::: TEXT PROVIDED
On "Real-time search of all bacterial and viral genomic data"

← Back to Kevin's homepagePublished: 2018 Jan 5

Josh Batson recommended “Real-time search of all bacterial and viral genomic data” to me because of my interest in search as part of Finda.

These are my notes from a read-through of the paper then some exploration / rough analysis of alternative implementation ideas.

Update: Phelim Bradley (the paper’s first author) kindly answered many of my questions on Twitter.

Paper notes

The main contribution of the paper seems to be a “bitsliced signature”-based approach, which represents each of the $N$ sequences as a bloom filter of length $m$ and bounds the diversity of the k-mers using $\eta$ hash functions (which map k-mers to $1..m$).

To index a new sequence: construct all unique k-mers in that sequence, map all of them under the hash functions, and set the resulting bits to make a bloom filter.

To retrieve sequences matching some query sequence: construct all unique k-mers in the query, map them under the hash functions, and find all bloom filters that have the same bits set (or within some difference, if inexact matches are okay).

This retrieval can be speed up by thinking of the bloom filters as “columns” in a matrix of $m$ rows and scanning over the relevant rows (i.e., the ones corresponding to the hashed query k-mers) rather than scanning column-by-column and taking the intersection of each column with the query bloom filter.

(This “bitsliced signature” technique was known before this paper, but fell out of favor in human language search applications because inverted indexes worked better. See also this paper about signatures-search at Bing, which provides a nice overview with more math and pictures.)

The authors implemented their system with two backends: BerkeleyDB (on disk key/value store) and Redis (in-memory key/value store, running on 3TB of RAM). Source code is on Github and is about 5,000 lines of Python.
::::::
** LIST OF TASKS **
**a)** List the steps that the notes on the genomic search paper give for indexing a new sequence.
**b)** According to the notes on the genomic search paper, how much RAM did the Redis backend run on?
::: EXCERPTED RECORDS
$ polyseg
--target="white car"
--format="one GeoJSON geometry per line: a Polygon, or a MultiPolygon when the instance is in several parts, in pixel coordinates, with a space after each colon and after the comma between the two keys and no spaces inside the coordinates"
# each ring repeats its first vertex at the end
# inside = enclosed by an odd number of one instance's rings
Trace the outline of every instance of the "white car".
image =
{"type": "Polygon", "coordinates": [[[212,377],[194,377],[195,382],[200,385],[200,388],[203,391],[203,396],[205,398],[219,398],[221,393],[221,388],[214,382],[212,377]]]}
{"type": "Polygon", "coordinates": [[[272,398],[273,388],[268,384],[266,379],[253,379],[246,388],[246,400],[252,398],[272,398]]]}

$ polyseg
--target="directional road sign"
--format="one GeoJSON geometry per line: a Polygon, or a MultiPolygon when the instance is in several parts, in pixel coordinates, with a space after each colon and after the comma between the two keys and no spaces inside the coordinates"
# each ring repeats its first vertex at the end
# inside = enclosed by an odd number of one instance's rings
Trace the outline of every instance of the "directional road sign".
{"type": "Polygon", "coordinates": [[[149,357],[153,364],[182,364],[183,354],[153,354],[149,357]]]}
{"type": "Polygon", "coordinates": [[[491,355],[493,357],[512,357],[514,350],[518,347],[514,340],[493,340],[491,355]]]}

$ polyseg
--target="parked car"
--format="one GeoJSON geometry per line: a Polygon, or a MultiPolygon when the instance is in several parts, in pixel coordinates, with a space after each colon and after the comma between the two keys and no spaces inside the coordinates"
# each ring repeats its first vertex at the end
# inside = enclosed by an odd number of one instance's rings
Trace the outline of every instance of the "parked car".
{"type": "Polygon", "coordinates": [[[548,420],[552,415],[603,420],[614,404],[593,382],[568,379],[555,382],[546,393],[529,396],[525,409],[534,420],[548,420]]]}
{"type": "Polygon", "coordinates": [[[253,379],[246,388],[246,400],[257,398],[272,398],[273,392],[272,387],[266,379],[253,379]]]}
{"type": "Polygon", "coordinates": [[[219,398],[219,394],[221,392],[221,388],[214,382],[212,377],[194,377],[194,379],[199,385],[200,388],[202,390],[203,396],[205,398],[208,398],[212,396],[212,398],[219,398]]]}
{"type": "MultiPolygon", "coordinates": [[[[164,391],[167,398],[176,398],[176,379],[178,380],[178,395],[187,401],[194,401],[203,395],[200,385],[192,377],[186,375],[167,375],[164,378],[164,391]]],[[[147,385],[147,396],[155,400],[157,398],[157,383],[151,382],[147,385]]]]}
::::::
** EXERCISE SOLUTIONS **
**a)**
1. Construct all unique k-mers in the sequence.
2. Map all of them under the hash functions.
3. Set the resulting bits to make a bloom filter.

**b)** 3TB of RAM.